**Отрывок текста**
ВГИК в 60 годы бурлил и кипел. Студенты яростно спорили друг с другом, а нередко и с педагогами. Молодые шестидесятники, к ним относится и Николай Губенко, испытывали на себе разные влияния, зачастую даже этого не осознавая. Что возьмет верх в их миропонимании, как оно будет меняться с годами, сказать никто не мог. Теперь ясно, что заложенные тогда в их души семена дали разные всходы. Но в любом случае, что понимал и Губенко, и многие его сверстники, надо было овладевать мастерством. Теперь пора сказать об этом подробнее.
***
Слово самому Губенко: "Мне хотелось играть острые необычные характеры. Еще на первом курсе я хотел сыграть трех знаменитых скупых. Мольеровского Гарпагона, пушкинского рыцаря и гоголевского Плюшкина. Здесь такая эволюция характера, которая дает возможность разнообразнейшего приспособления себя к образу, заставит искать форму для одного и того же содержания, для одного и того же человеческого порыва. Плюшкина я сыграл на первом курсе (Гарпагона и рыцаря на втором). Затем в "Разбойниках" Шиллера сыграл самую отрицательную роль - Шпигельберга...".6
Кажется, Губенко скупым никто не считал. То есть в данном случае он хотел идти не от собственного характера, а словно вопреки нему, проверяя свою способность к перевоплощению, для чего и необходим поиск соответствующей формы.
Не стесняя творческой индивидуального своего студента, мастер, конечно, и корректировал ее становление и развитие. Об этом можно узнать из любопытной книги Н. Волянской "На уроках режиссура С.А. Герасимова". Присутствуя на его занятиях как раз в той мастерской, где учился Николай, она скрупулезно фиксировала их ход.
Первый курс. Разрабатываются комедийные этюды. Губенко придумал срежиссировал такую вот сцену. Тюремная камера, в нее кубарем влетает растерзанный парень. В роли его Губенко. Он бешено мечется по камере, желая покончить жизнь самоубийством. Но, увы, его револьвер не стреляет, а веревка, на которой он хотел себя повесить, обрывается. Узник лихорадочно листает детективную книжку, откуда он почерпнул информацию, как можно расстаться с жизнью. Однако эта книжка его увлекает, свирепое выражение лица сменяется на глуповато-радостное. "Я хочу жить!" - заорал неудачливый самоубийца и бросился к двери. Из-за нее высунулась рука в боксерской перчатке. Прикоснувшись к ней, парень неожиданно упал замертво.

**Попробуйте сами**
Допишите текст о Губенко во ВГИКе, начав сразу после его последнего предложения. Записи ниже — отдельный материал, с текстом о Губенко во ВГИКе они не связаны.

Записи из коллекции
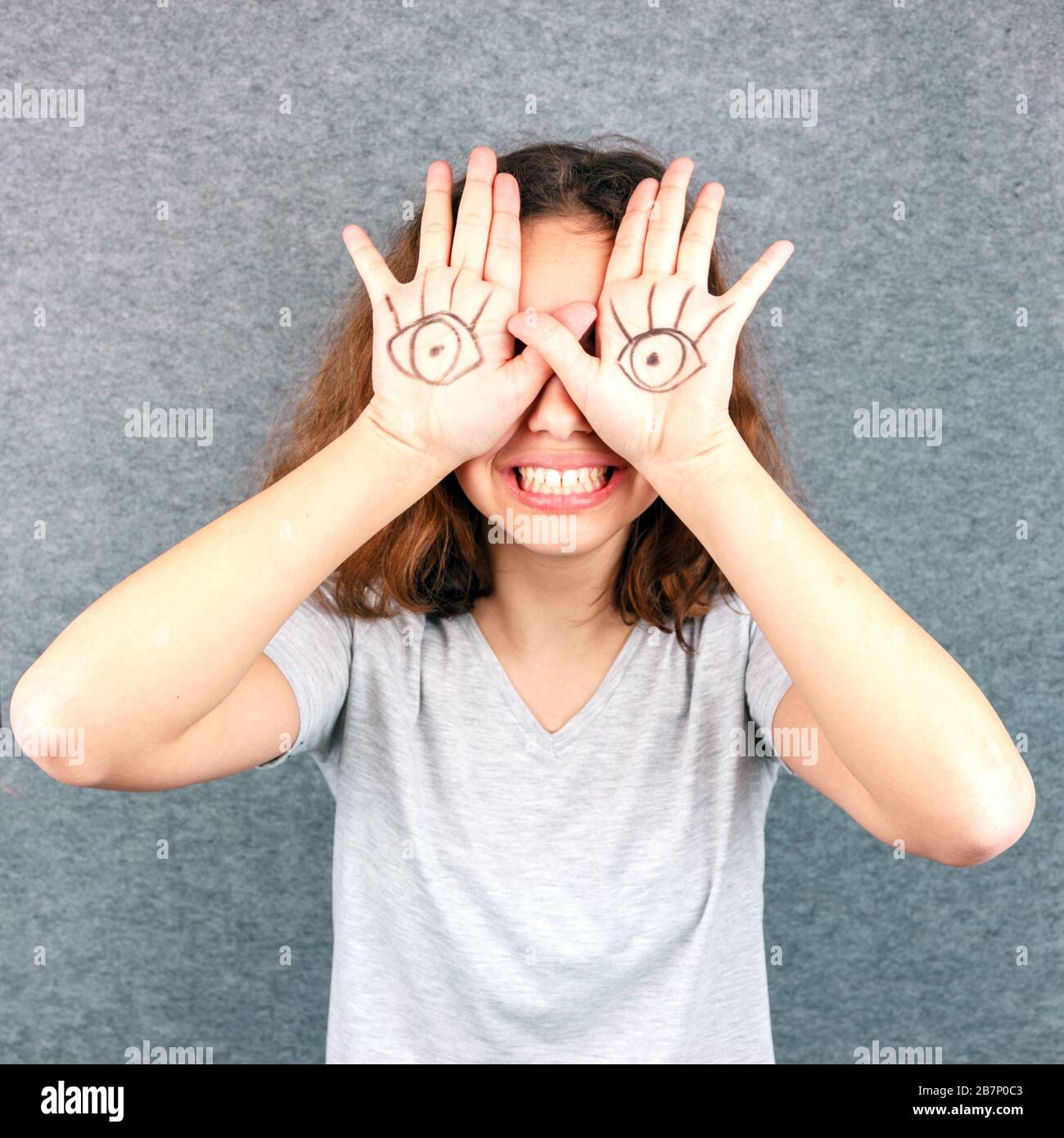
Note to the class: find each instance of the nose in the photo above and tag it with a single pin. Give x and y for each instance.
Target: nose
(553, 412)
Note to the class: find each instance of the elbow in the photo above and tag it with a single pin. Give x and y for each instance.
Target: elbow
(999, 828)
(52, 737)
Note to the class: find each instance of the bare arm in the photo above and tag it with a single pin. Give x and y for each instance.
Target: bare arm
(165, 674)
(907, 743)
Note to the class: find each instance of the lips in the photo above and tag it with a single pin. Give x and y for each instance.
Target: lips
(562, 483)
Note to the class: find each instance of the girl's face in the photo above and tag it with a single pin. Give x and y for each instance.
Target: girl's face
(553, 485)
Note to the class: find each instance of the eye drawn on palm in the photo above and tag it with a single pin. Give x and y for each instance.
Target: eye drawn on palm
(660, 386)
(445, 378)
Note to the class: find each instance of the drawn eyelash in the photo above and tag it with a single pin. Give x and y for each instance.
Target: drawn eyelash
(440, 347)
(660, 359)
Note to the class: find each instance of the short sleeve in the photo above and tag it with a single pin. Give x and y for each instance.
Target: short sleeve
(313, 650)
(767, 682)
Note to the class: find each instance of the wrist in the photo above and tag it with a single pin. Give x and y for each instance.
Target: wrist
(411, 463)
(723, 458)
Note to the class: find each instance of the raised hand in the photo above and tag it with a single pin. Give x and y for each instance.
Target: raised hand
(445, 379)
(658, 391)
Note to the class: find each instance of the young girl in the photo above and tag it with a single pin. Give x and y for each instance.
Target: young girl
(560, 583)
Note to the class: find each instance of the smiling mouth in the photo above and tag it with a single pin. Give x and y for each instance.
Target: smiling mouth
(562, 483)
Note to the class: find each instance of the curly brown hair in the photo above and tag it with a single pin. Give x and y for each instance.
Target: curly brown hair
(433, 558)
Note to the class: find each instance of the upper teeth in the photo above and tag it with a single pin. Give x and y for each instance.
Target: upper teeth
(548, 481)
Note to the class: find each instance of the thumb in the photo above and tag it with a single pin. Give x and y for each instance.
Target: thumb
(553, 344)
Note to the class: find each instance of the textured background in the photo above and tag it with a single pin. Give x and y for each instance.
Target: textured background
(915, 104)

---

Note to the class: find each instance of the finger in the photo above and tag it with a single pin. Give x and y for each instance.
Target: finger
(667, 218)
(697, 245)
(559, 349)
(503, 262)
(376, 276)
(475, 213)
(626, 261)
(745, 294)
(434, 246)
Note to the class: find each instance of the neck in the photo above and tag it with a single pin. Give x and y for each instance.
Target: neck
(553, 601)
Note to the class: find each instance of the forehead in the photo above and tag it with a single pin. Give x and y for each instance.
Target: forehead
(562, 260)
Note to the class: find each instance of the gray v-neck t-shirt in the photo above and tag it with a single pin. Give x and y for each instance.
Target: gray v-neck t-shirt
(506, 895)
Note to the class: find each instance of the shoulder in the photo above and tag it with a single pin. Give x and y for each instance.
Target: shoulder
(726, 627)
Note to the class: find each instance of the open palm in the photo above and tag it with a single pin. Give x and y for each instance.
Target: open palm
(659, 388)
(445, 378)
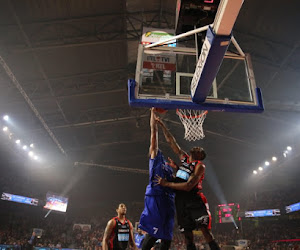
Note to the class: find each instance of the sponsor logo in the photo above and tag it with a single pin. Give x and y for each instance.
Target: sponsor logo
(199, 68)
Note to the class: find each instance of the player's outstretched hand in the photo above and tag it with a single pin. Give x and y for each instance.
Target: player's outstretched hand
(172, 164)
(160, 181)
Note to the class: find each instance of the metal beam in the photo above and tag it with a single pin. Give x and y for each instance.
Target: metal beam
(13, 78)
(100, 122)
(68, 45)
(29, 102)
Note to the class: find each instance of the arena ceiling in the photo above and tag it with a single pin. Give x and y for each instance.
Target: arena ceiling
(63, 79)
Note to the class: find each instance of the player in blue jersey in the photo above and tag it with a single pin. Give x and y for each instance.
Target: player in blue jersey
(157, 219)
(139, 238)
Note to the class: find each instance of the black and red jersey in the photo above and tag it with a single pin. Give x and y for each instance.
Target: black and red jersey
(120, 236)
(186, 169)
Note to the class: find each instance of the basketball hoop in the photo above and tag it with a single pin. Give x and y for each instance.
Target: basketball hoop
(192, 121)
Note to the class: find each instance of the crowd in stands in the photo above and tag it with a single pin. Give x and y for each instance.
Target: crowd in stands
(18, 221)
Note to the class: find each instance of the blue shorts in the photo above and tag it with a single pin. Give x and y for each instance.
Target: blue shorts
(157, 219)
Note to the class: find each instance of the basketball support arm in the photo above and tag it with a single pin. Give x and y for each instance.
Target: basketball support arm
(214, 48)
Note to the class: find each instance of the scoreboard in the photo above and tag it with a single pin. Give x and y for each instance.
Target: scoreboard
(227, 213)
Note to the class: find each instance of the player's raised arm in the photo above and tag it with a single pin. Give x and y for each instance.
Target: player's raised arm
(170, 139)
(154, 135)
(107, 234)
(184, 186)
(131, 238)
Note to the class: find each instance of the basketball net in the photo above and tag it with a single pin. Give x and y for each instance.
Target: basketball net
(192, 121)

**Результат задания**
Не слишком веселая история. Губенко не раз проявлял склонность не столько к комедии в ее чистом виде, сколько к эксцентричной трагикомедии. Этот этюд дал хороший повод Герасимову высказать свои взгляды на эксцентрику. "Искусство обостренных форм должно иметь место в современном искусстве. Я, как убежденный реалист, в интересах своего художественного направления стремлюсь собрать в копилку все богатство мира. Так что в принципе я за эксцентрику. Но стоит ли вам сейчас в своих работах заниматься эксцентрикой? Я считаю, что рано".
Разбирая этюд Николая, мастер без обиняков сказал, что исполнителю не хватает умения владеть своим телом. Во внешнем рисунке роли преобладают "хаотичные, пестрые движения и нервозность..." И еще. "Чтобы было выразительнее, Губенко соединил трагический гротеск с клиникой"7. Ею же, подчеркивал Герасимов, увлекаться нельзя.
А вот на четвертом курсе, в связи с работой над образом Бориса Годунова (через несколько лет эта роль станет коронной в репертуаре Губенко в театре на Таганке) мастер посоветует "клиники прибавить". "Когда-то на первом курсе я запрещал тебе играть клинику, а теперь пора ее играть, ты уже достаточно для этого подготовлен. Не дай бог тебе испытать болезни в жизни, но ты должен знать, чем болел Борис и как он должен вести себя в последней сцене. У нас актеры обычно неизвестно от чего умирают на сцене. А все исследователи Толстого поражаются, как точно исследовал Толстой смерть от рака в "Смерти Ивана Ильича". Борис Годунов умер от грудной жабы. Поэтому тебе все время не должно хватать дыхания"8. И в этих советах Герасимов оставался "убежденным реалистом", но широкого плана. Сказать в то время о необходимости "прибавить клиники" мог позволить себе лишь весьма авторитетный, независимо мыслящий мастер.